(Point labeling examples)
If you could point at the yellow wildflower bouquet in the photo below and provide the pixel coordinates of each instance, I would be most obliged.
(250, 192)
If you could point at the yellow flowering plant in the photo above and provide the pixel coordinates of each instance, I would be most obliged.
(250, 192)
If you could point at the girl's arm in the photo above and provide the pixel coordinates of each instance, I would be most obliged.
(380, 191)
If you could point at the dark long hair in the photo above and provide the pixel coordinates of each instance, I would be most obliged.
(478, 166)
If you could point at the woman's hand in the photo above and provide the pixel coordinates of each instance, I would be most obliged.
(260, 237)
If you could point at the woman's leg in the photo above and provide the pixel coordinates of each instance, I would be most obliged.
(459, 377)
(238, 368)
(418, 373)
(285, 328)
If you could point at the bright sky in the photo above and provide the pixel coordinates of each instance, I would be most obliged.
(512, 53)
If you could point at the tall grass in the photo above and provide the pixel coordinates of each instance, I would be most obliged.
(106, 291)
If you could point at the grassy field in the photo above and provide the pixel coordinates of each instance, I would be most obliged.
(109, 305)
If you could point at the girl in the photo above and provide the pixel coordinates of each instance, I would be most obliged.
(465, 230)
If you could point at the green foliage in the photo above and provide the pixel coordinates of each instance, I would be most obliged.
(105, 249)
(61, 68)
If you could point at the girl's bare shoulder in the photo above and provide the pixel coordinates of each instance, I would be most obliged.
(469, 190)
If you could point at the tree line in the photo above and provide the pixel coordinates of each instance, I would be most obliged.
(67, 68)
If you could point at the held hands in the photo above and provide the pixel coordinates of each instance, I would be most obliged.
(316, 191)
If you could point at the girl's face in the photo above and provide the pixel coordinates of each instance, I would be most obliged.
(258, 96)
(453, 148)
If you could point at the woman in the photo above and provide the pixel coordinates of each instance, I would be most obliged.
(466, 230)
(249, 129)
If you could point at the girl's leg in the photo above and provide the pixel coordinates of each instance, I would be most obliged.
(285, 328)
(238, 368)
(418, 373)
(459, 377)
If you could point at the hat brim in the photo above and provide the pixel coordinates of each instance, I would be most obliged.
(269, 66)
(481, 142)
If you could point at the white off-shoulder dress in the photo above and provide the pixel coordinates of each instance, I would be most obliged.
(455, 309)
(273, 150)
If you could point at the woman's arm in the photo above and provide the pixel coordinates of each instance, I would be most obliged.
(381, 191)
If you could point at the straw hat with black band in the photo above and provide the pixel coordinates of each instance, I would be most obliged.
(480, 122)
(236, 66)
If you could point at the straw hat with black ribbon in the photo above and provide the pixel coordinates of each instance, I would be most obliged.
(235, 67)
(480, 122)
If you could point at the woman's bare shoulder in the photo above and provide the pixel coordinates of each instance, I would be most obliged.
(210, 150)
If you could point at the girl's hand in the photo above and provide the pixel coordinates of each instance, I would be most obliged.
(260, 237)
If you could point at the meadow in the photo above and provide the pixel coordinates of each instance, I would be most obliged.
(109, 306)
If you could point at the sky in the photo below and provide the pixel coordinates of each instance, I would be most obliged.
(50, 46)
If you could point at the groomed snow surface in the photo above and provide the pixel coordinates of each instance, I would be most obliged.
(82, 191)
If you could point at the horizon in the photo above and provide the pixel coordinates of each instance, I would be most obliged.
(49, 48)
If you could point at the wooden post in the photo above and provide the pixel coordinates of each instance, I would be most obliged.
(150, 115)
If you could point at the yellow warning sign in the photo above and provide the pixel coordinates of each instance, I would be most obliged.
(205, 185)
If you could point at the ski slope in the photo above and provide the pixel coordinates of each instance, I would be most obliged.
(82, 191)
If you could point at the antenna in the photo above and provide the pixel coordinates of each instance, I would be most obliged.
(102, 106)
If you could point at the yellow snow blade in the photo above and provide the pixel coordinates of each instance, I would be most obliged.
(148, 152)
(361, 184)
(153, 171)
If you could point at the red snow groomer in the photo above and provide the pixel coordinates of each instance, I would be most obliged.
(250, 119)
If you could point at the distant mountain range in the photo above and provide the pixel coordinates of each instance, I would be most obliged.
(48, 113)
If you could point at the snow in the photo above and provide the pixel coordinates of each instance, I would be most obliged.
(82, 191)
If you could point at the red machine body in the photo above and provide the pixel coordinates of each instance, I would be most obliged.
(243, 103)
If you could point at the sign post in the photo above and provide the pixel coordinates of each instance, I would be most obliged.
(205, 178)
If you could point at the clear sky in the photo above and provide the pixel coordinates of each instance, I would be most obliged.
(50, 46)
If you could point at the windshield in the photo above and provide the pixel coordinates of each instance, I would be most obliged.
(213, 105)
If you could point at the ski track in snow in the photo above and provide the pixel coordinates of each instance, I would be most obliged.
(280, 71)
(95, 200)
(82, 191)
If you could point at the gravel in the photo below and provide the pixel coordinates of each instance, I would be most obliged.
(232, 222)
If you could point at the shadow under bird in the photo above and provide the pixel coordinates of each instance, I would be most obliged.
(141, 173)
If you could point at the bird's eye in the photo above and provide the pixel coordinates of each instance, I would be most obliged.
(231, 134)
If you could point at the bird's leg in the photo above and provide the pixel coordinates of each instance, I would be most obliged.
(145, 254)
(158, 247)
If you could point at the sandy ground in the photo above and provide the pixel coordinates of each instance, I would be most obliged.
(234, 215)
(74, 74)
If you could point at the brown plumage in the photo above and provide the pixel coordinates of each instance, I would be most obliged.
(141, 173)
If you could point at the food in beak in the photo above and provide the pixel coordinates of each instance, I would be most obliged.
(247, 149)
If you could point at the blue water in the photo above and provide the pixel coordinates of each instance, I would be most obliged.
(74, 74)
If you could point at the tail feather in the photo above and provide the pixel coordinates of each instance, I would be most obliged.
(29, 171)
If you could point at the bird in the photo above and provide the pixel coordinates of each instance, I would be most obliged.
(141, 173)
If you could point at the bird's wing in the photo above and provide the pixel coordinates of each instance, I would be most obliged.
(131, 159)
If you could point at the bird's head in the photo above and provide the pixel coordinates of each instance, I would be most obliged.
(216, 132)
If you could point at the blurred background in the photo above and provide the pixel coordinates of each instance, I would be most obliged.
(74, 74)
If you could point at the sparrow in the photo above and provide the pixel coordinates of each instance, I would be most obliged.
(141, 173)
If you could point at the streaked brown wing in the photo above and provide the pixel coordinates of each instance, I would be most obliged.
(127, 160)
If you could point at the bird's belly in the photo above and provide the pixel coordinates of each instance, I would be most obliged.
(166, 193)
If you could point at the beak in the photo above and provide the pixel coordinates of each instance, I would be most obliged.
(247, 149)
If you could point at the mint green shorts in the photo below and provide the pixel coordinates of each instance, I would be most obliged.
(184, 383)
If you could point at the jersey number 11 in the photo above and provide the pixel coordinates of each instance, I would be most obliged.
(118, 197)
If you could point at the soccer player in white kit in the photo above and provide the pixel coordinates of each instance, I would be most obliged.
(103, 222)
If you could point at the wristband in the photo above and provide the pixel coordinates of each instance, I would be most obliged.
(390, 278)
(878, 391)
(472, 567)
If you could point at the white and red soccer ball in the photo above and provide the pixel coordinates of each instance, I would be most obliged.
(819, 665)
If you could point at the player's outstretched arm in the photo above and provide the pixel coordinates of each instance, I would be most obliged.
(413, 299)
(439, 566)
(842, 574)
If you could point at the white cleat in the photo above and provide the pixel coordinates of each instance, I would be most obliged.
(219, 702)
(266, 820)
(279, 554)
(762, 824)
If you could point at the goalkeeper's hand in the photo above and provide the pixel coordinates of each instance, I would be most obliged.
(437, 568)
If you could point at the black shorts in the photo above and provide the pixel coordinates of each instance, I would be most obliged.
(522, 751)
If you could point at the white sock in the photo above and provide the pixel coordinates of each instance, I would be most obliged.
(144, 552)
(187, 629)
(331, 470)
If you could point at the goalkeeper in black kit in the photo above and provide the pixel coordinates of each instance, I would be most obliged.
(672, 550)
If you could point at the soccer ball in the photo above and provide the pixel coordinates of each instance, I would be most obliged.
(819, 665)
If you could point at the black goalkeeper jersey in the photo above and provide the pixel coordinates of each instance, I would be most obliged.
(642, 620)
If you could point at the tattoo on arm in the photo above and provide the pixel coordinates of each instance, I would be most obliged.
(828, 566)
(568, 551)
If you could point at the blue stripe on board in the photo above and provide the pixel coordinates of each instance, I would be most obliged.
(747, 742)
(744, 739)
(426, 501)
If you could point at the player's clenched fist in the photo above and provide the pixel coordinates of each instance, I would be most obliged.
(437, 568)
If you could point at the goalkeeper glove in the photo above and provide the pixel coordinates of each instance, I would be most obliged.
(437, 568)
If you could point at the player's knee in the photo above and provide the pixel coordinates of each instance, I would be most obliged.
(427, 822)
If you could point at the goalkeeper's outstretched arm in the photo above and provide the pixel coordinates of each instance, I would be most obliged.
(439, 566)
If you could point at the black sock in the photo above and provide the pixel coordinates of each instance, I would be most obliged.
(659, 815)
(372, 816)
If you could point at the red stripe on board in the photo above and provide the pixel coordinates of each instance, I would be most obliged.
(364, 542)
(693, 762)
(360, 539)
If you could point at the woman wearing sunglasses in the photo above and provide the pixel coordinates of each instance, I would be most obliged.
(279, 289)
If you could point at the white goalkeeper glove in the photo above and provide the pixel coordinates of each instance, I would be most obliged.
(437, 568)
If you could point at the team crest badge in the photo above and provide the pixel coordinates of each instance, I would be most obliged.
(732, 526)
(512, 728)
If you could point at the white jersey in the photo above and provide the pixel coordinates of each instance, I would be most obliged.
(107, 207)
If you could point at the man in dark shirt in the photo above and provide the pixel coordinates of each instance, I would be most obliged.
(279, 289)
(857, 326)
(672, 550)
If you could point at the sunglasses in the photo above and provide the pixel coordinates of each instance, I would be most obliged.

• EXERCISE PROMPT: Reproduce exactly the line containing "If you could point at the woman wearing" and every line after it through the end of the records above, and nothing else.

• TASK OUTPUT:
If you could point at the woman wearing sunglasses in the photo above and provide the pixel coordinates of each instance, I would be most obliged.
(279, 289)
If you could point at the white goalkeeper glove in the photo above and provide the pixel coordinates of each instance, I would be most obliged.
(437, 568)
If you could point at the team crest badge in the photo above and provide the pixel coordinates of each instance, I would be most obliged.
(732, 526)
(512, 728)
If you could point at the white jersey in the photo above and provide the pixel coordinates of each instance, I would be most obliged.
(107, 207)
If you could point at the man in dark shirt in the photo above and provide the pixel coordinates of each instance, I would be most obliged.
(279, 289)
(857, 326)
(672, 550)
If you could point at the sunglasses in the photo above and provide the pixel coordinates of each instance, I would be most obliged.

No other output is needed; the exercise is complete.